==== Excerpted text ====

# Cervelo R3



## George M (Sep 25, 2008)

I'm thinking about buying the R3, but I've been reading that a lot of these bike have a problem with the frame cracking. 
I wont be buying it from a dealer, so if it did crack, what would I do?

I would be buying the bike off of e bay.

The bike is brand new.


----------



## rubbersoul (Mar 1, 2010)

you'd be pooched


----------



## George M (Sep 25, 2008)

rubbersoul said:


> you'd be pooched


That's what I thought as well, so I blew it off.Thanks for the reply.


----------



## moosehead (Jan 29, 2010)

I'm hearing similar conjecture, though Cervelo seems to be backing replacements.

Can anyone confirm where cracking may be occuring? Is it perhaps the thin seat stays, elsewhere, no pattern?


----------



## perttime (Jun 27, 2005)

Elsewhere, cracking R3s had come up in a discussion and it seems to be the BB area. Apparently, Cervelo has been doing replacements based on photos. I don't know how Cervelo warranties work out in US: do you have to go through a Dealer, is the warranty tranferable to a new owner?

It is not quite clear if the issues are structural or cosmetic. One guy in the discussion is a dealer and he seemed pretty sure this one is only paint cracking because of the way the metal insert is fixed to the carbon structure. He did not sell this frame. He also does carbon repairs and builds carbon parts himself.


----------



## moosehead (Jan 29, 2010)

^Thanks for the photo and background. One of my riding partner's had his R3 replaced by Cervello no questions asked for a similar, minor crack at the headtube. Cervello also mentioned they had experienced this on primarily white painted frames, and that it largely appeared to be cosmetic, surface only, not the carbon. Either way, they stepped up and he had replacement within 8 days.


----------



## nismosr (Jun 27, 2007)

is replacement good only for original owners ?


----------



## perttime (Jun 27, 2005)

Cervélo says:
"as long as the frame is owned by the original owner"
Company - Support - Warranty Details

What laws do you have about warranty? In some locations, laws specify that a second hand item is still under warranty or at least "product liability".


----------



## tommyrhodes (Aug 19, 2009)

Just noticed the same cracking around the bb on my 2011 r3. lbs took a photo of it, still waiting to hear back from cervelo. Mines a little worse than whats in the picture. It seems more like the frame is delaminating or something, not so much a crack as a swelling? I'll try and get a picture up and keep you guys posted on my experience.

==== Record extracts ====

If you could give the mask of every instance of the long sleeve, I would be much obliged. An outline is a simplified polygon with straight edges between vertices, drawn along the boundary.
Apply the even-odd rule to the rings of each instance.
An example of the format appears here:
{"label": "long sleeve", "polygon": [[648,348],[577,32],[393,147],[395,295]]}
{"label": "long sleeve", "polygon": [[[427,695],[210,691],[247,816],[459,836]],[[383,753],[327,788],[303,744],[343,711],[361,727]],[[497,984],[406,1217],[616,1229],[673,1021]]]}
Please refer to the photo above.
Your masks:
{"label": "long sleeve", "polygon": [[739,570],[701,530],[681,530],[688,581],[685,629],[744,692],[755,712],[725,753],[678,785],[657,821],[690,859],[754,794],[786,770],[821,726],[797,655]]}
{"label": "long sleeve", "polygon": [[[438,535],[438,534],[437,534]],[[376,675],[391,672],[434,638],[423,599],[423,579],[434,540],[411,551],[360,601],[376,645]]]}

====

__Problem details__.
Answer these questions about the Cervelo R3 forum thread:
1. Where was George M planning to buy the bike?
2. How many days did it take for moosehead's riding partner to get a replacement?
3. What model year is tommyrhodes's R3?
These records were taken from a different source than the forum thread.

__Correct result__.
1. On eBay.
2. Within 8 days.
3. 2011.